Instructions to follow: Write out every one of the records below word for word, changing nothing.
[Start of Information given]
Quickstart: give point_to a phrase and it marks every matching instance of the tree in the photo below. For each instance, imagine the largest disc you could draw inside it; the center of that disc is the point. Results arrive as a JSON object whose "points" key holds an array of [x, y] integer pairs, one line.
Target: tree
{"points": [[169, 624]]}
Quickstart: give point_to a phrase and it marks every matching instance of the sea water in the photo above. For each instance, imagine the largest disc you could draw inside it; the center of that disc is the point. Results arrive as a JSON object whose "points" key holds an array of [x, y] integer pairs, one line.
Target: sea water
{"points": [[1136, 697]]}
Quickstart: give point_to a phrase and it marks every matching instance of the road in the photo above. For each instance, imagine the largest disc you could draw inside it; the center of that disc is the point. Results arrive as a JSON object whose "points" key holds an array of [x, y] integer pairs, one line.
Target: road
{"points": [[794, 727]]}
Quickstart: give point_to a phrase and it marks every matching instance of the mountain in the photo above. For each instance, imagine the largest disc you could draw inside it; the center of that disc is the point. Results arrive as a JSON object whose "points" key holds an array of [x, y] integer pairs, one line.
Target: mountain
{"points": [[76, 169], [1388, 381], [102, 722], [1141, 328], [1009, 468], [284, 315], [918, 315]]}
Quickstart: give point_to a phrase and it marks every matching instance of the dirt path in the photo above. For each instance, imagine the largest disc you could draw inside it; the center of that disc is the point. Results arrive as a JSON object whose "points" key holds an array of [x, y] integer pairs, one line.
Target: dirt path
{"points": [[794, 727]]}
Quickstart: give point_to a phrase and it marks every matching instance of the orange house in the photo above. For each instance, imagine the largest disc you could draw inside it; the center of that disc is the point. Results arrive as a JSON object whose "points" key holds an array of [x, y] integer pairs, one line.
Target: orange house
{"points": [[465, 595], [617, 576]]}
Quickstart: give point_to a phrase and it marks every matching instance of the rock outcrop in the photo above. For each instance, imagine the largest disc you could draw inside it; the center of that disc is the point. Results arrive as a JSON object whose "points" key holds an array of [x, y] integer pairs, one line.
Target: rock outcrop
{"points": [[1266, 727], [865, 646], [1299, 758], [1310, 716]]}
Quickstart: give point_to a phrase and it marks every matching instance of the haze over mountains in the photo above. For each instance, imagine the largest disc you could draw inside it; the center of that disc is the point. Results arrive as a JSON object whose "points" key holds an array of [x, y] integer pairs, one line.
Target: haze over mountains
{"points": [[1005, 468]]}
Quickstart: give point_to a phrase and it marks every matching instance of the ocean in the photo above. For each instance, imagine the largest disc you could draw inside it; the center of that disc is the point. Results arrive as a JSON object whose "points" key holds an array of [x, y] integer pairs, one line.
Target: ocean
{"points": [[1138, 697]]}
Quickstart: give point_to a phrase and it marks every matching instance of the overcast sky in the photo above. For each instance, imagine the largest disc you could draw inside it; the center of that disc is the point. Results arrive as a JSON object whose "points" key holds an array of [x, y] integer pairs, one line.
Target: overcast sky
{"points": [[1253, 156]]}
[End of Information given]
The answer:
Quickstart: give point_to a phrase and it marks every matching instance of the tree in the photo below. For each instance, imagine the largest disc you could draw inside it; the center of that disc is the point. Results arrive as a JSON object whose "points" key holds an array of [x, y] integer pairs, one line.
Target: tree
{"points": [[169, 624]]}
Quickstart: give point_to a phrase and it marks every matching instance of the sea water in the photo above. For each instance, imagine the largest disc you could draw inside it; the center of that disc is the point. Results arrive as a JSON object whose "points" key holds an array of [x, y] integer pairs, one line.
Target: sea water
{"points": [[1136, 697]]}
Quickstart: give point_to a phrase and it marks every matching instance of the road in the photo above. For each instance, imagine the largest disc you could draw inside it; the center of that disc is the point. Results arrive as a JSON object whose "points" key holds an array of [x, y] integer pairs, one line.
Target: road
{"points": [[794, 727]]}
Quickstart: give point_to a phrase and it marks every matching instance of the mountain in the photo above. For each instance, imagine the largest disc you could draw inside it; the center of that disc is the point. Results arrive as a JSON object whose "points" key holds an array of [x, y] integer pairs, one line.
Target: mountain
{"points": [[76, 169], [1388, 381], [102, 722], [1141, 328], [1009, 468], [284, 315], [918, 315]]}
Quickstart: give point_to a phrase and it marks every matching instance of the dirt path in the photo above. For each instance, imagine the largest disc you could draw inside it; the center of that disc is the point. Results arrive as a JSON object whose "points" key holds an array of [x, y] integer pairs, one line.
Target: dirt path
{"points": [[794, 727]]}
Quickstart: give point_to a phrase and it marks every matching instance of the orange house in the photo above. For each instance, imagine the largest disc you could draw inside it; the center of that disc is the point. Results arrive as a JSON object whose "points" key holds an array of [x, y] integer pairs, one line.
Target: orange house
{"points": [[465, 595], [617, 576]]}
Quickstart: give point_to a phrase and it marks every matching instance of the rock outcrop in the photo above. For each instance, imagine the largest disc you could draw inside it; the center of that disc is the point. Results arrive as a JSON object whose "points" key holds an array of [x, y] integer pairs, one line.
Target: rock outcrop
{"points": [[1266, 727], [865, 646], [1299, 758], [1310, 716]]}
Quickstart: give point_to a phrase and it marks every matching instance of the haze over mountains in the photo above. For each instance, imagine the largest disc you could draw inside it; the center of that disc is the point. Results arrive as a JSON object whose "points" key holds an array of [x, y] integer pairs, one line.
Target: haze over mountains
{"points": [[1005, 468]]}
Quickstart: give point_to a phrase and it marks every matching instance of the ocean in the photo above. For each instance, imagine the largest disc you could draw inside it; the center of that disc is the point. Results arrive as a JSON object whose "points" key holds an array of [x, y] integer pairs, one line.
Target: ocean
{"points": [[1138, 697]]}
Quickstart: give point_to a phrase and it marks every matching instance of the overcast sky in the photo above. For each instance, imagine the largest disc you could draw inside it; the center of that disc is the point. Results arrive as a JSON object whose "points" key holds an array of [x, y] integer pairs, one line.
Target: overcast sky
{"points": [[1253, 156]]}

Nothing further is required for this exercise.